SOMETHING ABOUT ROCK-SALT AND GYPSUM.

COMM

OMMON salt, upon which the chemist has imposed the more dignified title of chloride of sodium, is a mineral almost universally distributed through the stratified portion of the earth's crust. Like those other substances of universal utility to man-petroleum, coal, iron, water, and lime it is supplied by Nature to every habitable region. of the terrestrial surface. Like lime, which is the chief constituent of the bones and teeth of man and the other vertebrates, the shells of molluscous animals, and the mountains of coral accumulations reared in the bottom of the sea, common salt also subserves the necessities not only of man, but of the quadrupeds and various other terrestrial animals, including insects, and is the characteristic constituent of sea-water, the home of two thirds of all the animals now existing, and a much larger proportion of the animals of former geological ages.

The salt of the rocks is the residuum of the once universal ocean. The reader will remember that reference has already been made to the origin of salt lakes, like those of Utah and the Caspian and Aral Seas. Such lakes are but remnants of the last oceanic inundation. They occupy depressions in the terrestrial surface from which there is no outlet. If, like Lake Superior, they had been drained to the sea, the original saline waters would long since have been replaced by fresh waters from the clouds.
* * * *
Answer these questions from the passage on rock-salt and gypsum above:
1. What more dignified title has the chemist given to common salt?
2. What share of all the animals now existing have sea-water as their home?
3. Which lake is named as an example of one drained to the sea?

(Data extracted from a collection)
* * * *
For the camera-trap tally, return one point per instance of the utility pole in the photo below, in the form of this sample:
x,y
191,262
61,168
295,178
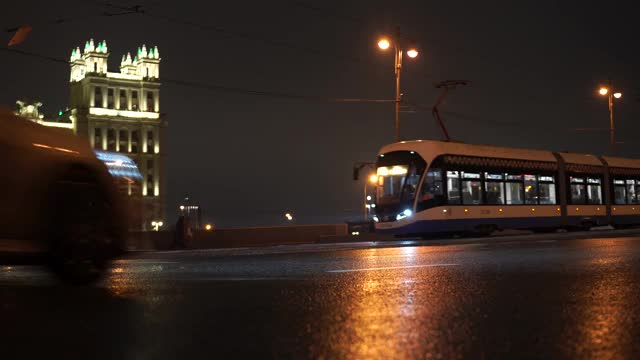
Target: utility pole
x,y
384,44
445,85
* * * *
## PROBLEM SOLUTION
1. Chloride of sodium
2. Two thirds
3. Lake Superior